- What to do: Can you repeat the items from the very first line through and including the line with "[653, 334, 781, 569]", with "girl's face" switched to "woman's face" and nothing else changed? Leave the pictures out.

_ _ _ _

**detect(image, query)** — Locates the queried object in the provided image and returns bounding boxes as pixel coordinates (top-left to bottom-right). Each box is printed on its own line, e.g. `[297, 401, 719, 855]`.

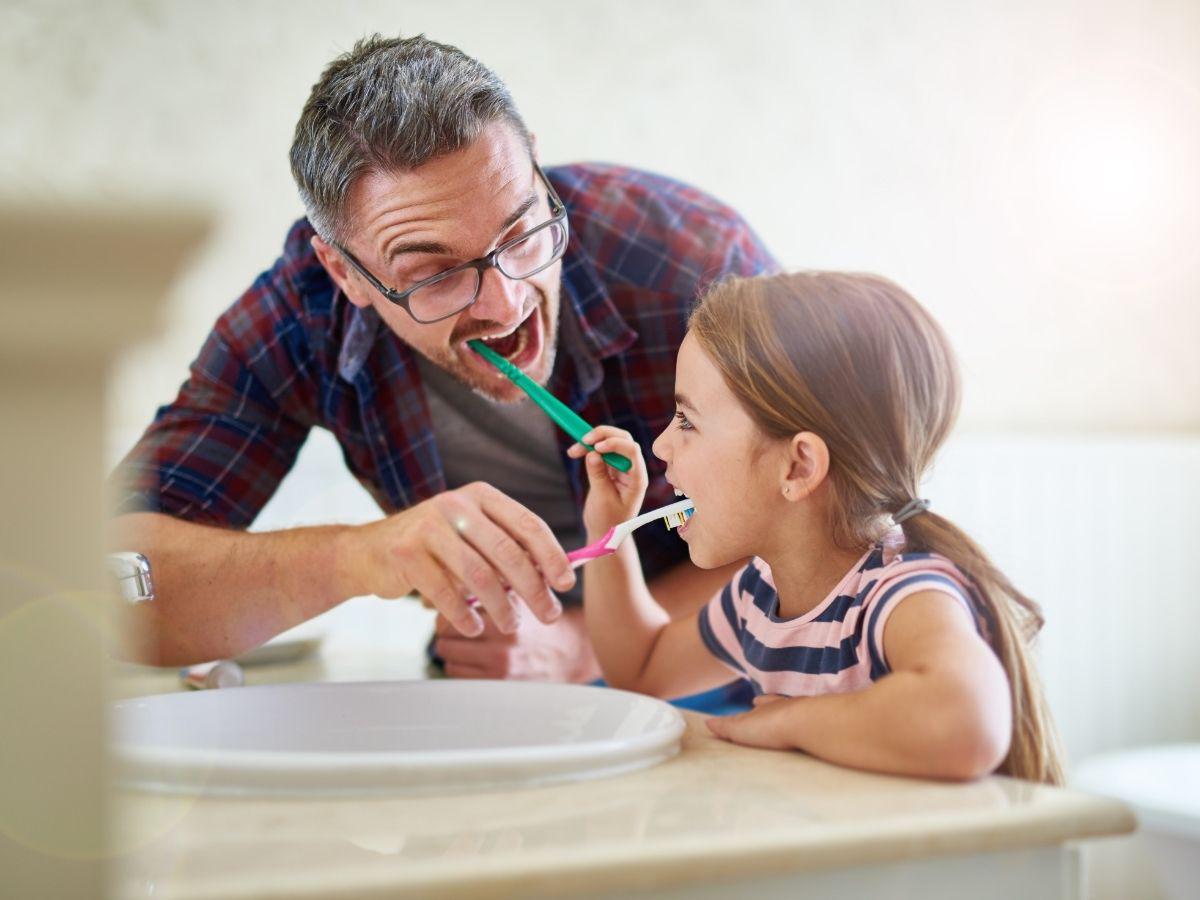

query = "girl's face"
[653, 334, 781, 569]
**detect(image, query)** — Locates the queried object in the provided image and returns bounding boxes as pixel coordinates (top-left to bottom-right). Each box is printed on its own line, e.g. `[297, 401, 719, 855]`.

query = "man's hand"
[342, 481, 575, 635]
[433, 607, 600, 683]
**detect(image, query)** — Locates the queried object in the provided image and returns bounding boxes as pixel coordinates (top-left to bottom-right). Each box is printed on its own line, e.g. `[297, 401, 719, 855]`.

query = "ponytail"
[901, 511, 1063, 785]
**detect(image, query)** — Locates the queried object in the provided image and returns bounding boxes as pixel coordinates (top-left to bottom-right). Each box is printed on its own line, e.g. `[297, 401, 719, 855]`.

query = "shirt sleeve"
[863, 571, 978, 682]
[697, 564, 750, 676]
[110, 260, 313, 528]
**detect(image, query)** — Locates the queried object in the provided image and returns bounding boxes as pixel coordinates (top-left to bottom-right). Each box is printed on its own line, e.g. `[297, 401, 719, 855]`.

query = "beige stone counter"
[110, 628, 1134, 900]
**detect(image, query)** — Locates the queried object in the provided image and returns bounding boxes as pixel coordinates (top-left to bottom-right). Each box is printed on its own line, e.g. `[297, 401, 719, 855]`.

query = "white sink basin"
[112, 680, 684, 796]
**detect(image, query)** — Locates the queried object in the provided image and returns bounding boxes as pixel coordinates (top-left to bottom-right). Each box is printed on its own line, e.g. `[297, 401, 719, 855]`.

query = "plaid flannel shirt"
[113, 164, 776, 577]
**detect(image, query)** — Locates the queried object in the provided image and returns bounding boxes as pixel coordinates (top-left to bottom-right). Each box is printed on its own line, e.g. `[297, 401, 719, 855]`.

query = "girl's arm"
[708, 590, 1012, 779]
[583, 540, 737, 698]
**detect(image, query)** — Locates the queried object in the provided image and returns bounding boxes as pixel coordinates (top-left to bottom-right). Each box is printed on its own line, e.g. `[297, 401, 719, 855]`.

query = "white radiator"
[236, 432, 1200, 760]
[923, 434, 1200, 761]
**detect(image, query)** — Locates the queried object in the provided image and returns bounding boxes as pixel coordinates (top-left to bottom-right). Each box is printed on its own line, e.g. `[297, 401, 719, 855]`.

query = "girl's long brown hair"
[689, 272, 1063, 784]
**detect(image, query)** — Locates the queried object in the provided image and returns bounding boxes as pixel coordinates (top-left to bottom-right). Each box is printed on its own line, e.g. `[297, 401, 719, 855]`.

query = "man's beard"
[425, 289, 562, 403]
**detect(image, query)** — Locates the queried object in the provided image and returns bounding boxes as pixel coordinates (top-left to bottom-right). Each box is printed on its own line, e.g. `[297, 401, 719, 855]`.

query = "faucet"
[106, 552, 154, 604]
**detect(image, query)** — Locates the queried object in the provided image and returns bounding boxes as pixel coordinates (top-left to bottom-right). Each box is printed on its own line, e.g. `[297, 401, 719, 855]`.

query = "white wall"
[0, 0, 1200, 431]
[0, 0, 1200, 763]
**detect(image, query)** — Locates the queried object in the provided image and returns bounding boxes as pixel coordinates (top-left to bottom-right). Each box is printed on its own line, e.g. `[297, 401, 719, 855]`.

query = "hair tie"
[892, 499, 930, 524]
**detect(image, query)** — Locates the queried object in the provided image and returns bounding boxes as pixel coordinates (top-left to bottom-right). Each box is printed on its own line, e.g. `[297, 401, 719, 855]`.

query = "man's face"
[314, 124, 563, 402]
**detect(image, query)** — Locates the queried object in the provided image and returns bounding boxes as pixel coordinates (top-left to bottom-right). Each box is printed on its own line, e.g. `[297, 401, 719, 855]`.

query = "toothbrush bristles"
[662, 509, 695, 528]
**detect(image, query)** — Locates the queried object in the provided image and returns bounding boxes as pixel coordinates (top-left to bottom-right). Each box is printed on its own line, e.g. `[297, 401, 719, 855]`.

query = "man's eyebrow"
[388, 193, 538, 263]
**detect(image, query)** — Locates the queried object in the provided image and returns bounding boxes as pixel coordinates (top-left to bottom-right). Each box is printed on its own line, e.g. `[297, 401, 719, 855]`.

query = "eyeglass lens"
[408, 222, 566, 322]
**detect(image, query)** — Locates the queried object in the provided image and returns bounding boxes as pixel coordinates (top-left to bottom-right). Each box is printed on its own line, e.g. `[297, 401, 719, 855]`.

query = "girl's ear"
[780, 431, 829, 500]
[311, 234, 371, 308]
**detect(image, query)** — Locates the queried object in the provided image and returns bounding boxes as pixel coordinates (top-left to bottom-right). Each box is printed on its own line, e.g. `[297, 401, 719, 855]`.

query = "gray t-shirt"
[416, 355, 587, 604]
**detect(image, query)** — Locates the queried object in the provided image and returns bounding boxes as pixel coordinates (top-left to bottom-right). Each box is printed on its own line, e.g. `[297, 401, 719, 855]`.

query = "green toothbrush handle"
[467, 340, 634, 480]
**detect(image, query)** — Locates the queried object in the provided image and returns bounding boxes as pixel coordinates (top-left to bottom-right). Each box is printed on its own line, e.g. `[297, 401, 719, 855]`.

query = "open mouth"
[458, 306, 544, 378]
[674, 487, 696, 538]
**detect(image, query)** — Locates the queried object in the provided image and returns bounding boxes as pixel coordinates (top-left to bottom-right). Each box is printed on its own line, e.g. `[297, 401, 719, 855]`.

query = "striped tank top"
[700, 542, 986, 697]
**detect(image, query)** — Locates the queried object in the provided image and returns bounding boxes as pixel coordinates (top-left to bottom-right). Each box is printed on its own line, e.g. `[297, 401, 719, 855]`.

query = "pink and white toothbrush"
[566, 497, 695, 569]
[467, 497, 695, 606]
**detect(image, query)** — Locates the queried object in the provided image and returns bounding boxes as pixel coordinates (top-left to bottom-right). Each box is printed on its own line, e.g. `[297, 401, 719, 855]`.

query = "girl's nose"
[650, 425, 671, 463]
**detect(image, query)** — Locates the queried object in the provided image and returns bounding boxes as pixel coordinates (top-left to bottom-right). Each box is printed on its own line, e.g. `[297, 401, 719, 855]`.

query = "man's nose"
[470, 268, 526, 325]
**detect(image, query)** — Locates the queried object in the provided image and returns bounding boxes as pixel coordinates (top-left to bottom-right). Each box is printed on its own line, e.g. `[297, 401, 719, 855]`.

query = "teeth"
[484, 322, 522, 343]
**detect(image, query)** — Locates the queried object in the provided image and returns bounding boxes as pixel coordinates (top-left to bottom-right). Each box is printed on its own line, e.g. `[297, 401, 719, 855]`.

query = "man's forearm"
[110, 512, 364, 666]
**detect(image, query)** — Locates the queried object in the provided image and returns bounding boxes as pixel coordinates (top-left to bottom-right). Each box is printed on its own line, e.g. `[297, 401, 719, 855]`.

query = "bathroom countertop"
[114, 628, 1134, 899]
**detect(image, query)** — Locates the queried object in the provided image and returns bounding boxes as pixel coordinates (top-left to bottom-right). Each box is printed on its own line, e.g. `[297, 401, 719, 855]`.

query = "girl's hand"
[566, 425, 649, 541]
[704, 694, 805, 750]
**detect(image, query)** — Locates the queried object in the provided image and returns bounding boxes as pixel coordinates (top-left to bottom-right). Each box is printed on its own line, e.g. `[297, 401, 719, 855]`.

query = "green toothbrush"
[467, 338, 632, 472]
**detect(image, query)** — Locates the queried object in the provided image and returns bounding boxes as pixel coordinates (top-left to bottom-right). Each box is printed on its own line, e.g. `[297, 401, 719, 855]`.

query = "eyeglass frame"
[334, 162, 571, 325]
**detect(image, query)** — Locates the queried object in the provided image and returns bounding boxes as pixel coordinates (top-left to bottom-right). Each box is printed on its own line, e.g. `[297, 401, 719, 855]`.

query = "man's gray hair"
[290, 35, 532, 241]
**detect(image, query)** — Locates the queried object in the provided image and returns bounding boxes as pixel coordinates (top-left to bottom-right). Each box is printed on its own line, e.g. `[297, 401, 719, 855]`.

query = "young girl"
[569, 272, 1062, 782]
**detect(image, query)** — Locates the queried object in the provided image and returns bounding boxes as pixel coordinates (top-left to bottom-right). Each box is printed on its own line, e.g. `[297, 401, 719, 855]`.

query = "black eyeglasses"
[334, 163, 568, 325]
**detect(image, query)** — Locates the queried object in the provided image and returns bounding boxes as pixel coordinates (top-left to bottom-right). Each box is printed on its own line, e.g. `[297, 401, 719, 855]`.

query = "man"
[116, 36, 774, 696]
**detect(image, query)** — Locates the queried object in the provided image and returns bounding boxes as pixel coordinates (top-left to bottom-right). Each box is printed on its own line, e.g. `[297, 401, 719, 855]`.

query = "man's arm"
[112, 482, 575, 665]
[433, 549, 743, 684]
[110, 512, 352, 666]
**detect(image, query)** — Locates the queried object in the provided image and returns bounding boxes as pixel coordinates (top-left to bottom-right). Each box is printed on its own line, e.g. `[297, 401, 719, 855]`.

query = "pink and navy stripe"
[700, 545, 985, 697]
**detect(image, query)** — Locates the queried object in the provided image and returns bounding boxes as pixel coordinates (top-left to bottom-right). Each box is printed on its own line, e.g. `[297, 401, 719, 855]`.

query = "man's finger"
[432, 515, 518, 631]
[409, 557, 484, 635]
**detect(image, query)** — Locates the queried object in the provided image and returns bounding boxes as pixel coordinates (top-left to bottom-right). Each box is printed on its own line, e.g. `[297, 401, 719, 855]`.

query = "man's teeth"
[482, 323, 522, 343]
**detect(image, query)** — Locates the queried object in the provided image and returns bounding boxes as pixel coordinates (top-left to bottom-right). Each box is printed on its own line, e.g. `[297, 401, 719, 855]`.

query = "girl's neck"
[763, 527, 868, 619]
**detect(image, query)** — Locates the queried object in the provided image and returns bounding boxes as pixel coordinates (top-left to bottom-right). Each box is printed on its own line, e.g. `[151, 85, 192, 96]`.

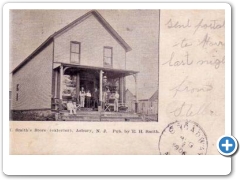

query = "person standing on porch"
[102, 91, 107, 110]
[114, 91, 119, 112]
[79, 87, 86, 107]
[71, 89, 77, 103]
[93, 88, 99, 109]
[86, 90, 91, 108]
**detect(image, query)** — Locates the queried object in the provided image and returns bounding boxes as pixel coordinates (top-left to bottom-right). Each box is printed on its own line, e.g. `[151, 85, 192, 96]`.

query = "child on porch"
[114, 91, 119, 112]
[86, 90, 92, 108]
[79, 87, 86, 107]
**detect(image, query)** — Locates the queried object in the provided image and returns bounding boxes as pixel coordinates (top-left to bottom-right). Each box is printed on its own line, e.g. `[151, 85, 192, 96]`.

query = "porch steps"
[101, 112, 142, 122]
[61, 111, 142, 122]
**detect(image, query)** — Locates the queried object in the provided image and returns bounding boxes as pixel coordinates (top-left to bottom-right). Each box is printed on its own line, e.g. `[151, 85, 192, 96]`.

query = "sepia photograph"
[10, 10, 160, 122]
[7, 6, 227, 155]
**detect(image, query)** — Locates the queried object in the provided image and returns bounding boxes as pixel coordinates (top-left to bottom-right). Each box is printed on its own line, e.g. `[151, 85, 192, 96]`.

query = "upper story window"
[70, 41, 81, 64]
[103, 46, 113, 67]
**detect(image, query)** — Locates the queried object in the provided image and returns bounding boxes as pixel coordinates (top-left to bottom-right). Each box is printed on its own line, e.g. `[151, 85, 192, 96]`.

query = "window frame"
[70, 41, 81, 64]
[103, 46, 113, 68]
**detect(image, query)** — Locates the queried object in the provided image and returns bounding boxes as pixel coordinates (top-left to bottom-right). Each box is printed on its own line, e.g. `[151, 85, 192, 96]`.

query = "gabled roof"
[12, 10, 132, 73]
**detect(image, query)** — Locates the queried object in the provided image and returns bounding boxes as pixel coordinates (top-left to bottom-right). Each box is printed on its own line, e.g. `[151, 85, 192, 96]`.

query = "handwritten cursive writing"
[193, 19, 225, 34]
[170, 76, 213, 97]
[162, 52, 193, 66]
[165, 19, 191, 29]
[198, 33, 225, 48]
[170, 102, 217, 117]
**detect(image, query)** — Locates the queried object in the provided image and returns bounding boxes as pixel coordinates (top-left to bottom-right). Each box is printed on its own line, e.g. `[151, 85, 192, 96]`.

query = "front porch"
[58, 110, 142, 122]
[52, 63, 138, 121]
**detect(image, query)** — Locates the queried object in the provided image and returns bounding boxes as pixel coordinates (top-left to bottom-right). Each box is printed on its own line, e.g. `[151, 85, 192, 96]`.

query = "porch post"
[76, 72, 80, 103]
[98, 70, 103, 111]
[134, 74, 138, 113]
[59, 65, 63, 110]
[123, 76, 126, 103]
[120, 77, 123, 104]
[54, 70, 58, 98]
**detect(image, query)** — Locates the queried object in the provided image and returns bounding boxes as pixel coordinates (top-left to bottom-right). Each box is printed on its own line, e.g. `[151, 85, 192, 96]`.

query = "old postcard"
[3, 3, 233, 175]
[9, 6, 227, 155]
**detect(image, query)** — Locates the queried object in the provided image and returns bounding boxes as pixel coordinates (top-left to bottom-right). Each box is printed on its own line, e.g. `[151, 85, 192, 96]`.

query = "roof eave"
[11, 33, 55, 74]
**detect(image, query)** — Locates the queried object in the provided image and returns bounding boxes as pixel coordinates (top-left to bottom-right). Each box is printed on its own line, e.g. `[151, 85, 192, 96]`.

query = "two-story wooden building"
[12, 10, 138, 120]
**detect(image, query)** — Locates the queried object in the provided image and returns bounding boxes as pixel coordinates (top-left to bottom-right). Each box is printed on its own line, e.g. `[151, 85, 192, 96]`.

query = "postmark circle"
[158, 120, 208, 155]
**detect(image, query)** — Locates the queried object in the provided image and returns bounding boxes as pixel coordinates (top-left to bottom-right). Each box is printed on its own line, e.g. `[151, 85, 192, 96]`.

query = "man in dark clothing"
[93, 88, 99, 108]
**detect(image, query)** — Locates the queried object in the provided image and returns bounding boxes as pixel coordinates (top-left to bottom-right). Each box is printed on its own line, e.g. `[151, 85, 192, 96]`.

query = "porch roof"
[58, 63, 139, 76]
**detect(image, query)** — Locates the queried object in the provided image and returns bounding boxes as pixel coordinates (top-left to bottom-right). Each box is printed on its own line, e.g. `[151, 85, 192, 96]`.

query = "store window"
[70, 41, 81, 64]
[103, 47, 113, 67]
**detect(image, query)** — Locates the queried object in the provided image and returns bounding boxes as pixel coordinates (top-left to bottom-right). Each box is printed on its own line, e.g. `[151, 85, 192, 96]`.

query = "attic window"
[103, 47, 113, 67]
[70, 41, 81, 64]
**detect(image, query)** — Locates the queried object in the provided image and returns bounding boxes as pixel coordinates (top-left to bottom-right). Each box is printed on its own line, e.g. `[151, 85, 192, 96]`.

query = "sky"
[10, 10, 159, 99]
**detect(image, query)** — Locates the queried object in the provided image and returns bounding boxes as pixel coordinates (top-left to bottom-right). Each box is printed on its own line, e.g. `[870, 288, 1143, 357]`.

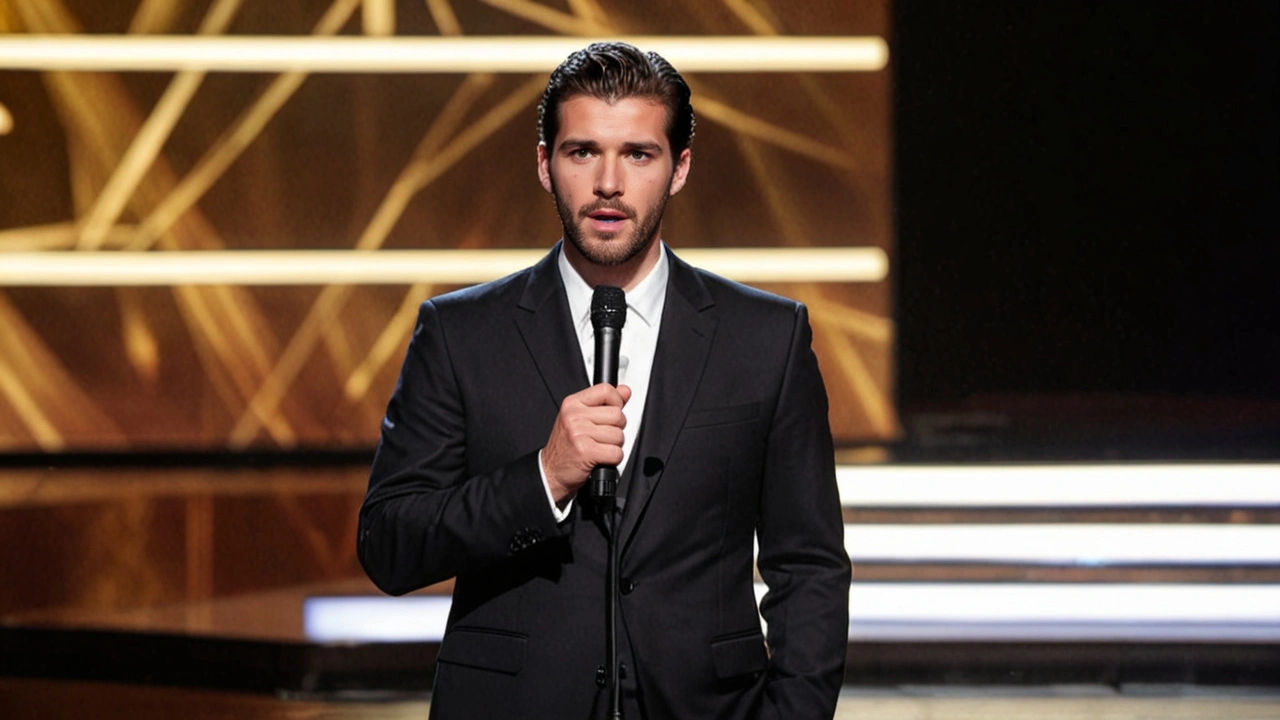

_ _ _ _

- Response:
**detect(image, query)** — Locates the queried object in the provided image and returns bounding boxes as pixel coordinates (top-left to bottom-right). Each box is printed on its own line, e.g. `[297, 401, 719, 855]`.


query = "woman's face"
[653, 334, 781, 569]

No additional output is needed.